(Data items)
****

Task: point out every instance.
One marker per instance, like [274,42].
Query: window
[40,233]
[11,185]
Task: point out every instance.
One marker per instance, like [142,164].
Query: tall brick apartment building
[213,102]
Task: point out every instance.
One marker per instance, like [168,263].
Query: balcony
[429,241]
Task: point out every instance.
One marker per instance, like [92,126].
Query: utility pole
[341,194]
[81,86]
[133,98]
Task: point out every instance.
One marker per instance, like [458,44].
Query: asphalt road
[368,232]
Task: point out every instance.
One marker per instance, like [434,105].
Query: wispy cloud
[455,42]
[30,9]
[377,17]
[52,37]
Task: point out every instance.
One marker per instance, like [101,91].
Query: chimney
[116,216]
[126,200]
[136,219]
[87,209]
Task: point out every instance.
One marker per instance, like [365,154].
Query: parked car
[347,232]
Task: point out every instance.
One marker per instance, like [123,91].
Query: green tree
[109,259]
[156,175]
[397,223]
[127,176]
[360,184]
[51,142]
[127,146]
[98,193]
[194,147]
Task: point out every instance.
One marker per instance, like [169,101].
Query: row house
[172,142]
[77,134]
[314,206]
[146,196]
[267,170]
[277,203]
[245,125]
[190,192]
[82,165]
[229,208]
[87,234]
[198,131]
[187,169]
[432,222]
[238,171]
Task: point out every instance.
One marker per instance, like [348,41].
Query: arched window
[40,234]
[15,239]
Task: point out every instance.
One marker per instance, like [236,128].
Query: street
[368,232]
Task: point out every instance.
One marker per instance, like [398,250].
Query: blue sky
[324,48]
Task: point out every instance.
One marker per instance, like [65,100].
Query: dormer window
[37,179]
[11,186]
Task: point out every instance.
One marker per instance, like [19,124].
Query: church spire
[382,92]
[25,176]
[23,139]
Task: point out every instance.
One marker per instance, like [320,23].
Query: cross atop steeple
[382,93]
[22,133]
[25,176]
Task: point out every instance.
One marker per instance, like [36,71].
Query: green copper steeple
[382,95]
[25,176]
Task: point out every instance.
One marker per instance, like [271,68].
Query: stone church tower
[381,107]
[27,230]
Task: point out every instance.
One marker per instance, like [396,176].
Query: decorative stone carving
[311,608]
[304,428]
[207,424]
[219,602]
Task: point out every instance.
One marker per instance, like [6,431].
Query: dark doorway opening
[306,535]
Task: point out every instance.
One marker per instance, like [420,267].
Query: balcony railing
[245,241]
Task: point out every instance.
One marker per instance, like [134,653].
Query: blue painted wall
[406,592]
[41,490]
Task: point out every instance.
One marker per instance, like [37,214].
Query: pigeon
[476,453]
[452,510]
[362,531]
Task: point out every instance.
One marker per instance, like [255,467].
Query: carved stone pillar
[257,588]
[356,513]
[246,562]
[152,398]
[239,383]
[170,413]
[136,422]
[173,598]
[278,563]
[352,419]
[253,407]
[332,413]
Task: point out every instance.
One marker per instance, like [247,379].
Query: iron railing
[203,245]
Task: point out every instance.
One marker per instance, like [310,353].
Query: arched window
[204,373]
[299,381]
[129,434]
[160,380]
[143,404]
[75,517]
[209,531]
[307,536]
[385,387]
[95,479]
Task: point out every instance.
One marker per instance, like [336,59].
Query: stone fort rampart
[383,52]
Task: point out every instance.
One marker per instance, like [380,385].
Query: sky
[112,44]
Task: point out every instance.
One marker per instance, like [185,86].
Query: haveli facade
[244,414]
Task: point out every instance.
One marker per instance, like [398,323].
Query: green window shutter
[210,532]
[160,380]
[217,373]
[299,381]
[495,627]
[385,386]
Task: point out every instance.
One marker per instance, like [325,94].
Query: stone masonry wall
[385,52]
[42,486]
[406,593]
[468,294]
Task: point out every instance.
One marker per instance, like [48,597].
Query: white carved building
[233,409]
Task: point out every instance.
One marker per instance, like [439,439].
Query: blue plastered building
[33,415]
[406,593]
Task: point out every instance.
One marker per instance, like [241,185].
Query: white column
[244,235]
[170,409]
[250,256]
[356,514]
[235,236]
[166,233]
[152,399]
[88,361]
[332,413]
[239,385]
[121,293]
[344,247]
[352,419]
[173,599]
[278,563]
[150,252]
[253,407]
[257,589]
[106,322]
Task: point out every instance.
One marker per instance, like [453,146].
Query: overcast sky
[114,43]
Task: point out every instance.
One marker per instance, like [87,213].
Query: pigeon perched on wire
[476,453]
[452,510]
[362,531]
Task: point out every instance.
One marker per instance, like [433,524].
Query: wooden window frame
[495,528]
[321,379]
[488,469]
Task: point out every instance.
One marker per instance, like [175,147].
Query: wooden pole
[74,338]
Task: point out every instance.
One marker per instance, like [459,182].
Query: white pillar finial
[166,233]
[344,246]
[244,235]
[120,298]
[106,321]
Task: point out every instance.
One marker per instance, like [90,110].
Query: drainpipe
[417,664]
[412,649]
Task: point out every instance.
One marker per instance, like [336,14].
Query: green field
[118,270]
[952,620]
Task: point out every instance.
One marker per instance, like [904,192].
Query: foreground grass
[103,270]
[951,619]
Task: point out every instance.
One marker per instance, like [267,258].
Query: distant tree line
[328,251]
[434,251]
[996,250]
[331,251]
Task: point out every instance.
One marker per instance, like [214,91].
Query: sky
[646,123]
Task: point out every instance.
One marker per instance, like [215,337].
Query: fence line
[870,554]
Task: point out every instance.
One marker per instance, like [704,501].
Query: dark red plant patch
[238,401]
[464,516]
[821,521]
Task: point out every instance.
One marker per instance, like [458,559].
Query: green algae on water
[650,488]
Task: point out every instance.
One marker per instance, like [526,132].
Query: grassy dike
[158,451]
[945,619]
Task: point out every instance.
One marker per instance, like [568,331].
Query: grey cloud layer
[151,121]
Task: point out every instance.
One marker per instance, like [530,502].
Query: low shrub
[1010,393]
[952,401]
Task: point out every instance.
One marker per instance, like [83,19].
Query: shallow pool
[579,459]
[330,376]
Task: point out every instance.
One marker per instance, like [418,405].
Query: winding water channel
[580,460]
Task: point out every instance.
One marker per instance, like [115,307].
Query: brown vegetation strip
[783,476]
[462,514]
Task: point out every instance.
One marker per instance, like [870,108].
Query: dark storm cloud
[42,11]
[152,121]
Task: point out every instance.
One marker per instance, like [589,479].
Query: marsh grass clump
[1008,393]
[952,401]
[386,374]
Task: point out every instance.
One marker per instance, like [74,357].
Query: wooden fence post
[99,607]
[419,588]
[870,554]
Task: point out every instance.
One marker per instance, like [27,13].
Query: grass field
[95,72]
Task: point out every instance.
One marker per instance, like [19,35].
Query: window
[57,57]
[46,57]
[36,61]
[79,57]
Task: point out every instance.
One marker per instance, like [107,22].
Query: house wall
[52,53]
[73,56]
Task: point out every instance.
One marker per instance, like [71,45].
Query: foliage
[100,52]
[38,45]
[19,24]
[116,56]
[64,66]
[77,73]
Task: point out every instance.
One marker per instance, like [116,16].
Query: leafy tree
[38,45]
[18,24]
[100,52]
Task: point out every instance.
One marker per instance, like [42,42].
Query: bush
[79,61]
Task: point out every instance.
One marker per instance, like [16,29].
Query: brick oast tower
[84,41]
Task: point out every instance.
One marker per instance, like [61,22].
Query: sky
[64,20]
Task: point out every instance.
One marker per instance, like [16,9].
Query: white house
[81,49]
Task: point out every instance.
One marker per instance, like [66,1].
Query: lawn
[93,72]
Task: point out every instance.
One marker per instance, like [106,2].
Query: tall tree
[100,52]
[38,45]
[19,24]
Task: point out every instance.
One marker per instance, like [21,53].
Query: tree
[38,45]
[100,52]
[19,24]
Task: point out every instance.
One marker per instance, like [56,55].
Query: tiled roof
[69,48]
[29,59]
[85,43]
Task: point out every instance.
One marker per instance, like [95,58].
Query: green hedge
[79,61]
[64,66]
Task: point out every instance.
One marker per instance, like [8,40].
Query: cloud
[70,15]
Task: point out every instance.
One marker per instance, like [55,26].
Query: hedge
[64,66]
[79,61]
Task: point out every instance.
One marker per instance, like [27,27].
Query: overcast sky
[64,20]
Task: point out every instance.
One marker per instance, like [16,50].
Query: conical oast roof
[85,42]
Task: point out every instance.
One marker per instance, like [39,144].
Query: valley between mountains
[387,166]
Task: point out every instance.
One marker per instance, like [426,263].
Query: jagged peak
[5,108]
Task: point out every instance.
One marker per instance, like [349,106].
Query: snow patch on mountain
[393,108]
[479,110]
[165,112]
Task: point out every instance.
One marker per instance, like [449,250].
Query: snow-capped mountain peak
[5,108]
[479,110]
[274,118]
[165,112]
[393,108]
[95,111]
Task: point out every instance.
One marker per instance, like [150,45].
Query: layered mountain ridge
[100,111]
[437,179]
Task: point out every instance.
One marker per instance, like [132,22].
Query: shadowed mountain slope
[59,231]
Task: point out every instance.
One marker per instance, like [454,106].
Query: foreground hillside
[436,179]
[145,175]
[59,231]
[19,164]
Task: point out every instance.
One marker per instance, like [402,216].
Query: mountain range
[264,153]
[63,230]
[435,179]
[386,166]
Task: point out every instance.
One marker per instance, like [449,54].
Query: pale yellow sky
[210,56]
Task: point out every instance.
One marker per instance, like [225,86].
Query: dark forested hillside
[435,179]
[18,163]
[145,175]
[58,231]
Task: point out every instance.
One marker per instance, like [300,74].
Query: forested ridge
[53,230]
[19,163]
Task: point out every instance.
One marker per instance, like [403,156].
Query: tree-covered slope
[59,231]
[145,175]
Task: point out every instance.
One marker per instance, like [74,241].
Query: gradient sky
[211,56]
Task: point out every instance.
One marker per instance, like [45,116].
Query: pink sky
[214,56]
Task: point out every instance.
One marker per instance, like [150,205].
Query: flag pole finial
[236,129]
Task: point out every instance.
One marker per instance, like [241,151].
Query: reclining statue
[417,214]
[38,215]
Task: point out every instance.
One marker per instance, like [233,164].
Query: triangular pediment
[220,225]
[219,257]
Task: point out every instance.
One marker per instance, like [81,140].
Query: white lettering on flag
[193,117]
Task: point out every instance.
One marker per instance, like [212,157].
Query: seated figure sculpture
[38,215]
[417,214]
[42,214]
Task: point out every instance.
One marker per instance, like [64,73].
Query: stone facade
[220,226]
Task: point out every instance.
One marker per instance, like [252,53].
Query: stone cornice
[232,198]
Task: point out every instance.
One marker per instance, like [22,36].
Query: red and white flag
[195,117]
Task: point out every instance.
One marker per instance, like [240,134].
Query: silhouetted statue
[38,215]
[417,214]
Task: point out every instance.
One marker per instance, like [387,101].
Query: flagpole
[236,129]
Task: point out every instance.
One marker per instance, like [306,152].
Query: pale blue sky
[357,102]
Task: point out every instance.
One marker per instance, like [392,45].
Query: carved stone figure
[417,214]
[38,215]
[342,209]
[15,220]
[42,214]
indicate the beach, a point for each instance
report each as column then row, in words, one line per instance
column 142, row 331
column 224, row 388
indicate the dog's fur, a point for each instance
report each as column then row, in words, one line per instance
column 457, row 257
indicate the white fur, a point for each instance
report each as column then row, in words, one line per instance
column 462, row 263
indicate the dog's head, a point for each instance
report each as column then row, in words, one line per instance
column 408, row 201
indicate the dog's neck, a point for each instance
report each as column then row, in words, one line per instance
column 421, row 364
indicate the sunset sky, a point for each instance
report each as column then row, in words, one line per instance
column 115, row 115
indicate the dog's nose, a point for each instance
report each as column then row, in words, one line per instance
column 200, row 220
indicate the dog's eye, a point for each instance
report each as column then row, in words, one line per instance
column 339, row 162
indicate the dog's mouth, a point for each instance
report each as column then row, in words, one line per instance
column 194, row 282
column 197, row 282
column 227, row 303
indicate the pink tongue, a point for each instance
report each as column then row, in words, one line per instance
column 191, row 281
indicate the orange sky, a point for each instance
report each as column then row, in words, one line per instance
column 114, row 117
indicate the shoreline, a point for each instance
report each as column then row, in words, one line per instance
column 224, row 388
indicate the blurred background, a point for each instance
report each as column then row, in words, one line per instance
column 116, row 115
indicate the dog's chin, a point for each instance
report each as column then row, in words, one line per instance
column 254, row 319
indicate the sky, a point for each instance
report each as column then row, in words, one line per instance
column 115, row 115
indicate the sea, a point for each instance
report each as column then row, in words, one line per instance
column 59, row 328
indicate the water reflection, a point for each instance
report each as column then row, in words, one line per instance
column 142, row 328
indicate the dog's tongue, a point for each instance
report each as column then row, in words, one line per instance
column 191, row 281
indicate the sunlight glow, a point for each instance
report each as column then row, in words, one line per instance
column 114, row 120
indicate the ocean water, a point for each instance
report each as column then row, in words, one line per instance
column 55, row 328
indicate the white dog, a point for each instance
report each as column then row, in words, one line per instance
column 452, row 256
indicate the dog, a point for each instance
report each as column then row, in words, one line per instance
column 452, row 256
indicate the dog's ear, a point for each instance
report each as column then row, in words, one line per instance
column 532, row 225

****

== Aim of the exercise ==
Could you set down, exactly as written, the lines above between the one holding "One marker per instance, like [106,2]." and the one holding "One marker per instance, like [95,58].", inclusive, and nothing more?

== Solution to this problem ==
One marker per instance, like [106,2].
Query: tall tree
[100,52]
[38,45]
[19,24]
Task: point out every instance.
One marker per instance, like [21,53].
Query: tree
[38,45]
[100,52]
[19,24]
Task: point out every instance.
One marker per instance, like [56,55].
Query: tiled roof
[69,48]
[29,59]
[85,43]
Task: point out every instance.
One marker per instance, like [95,58].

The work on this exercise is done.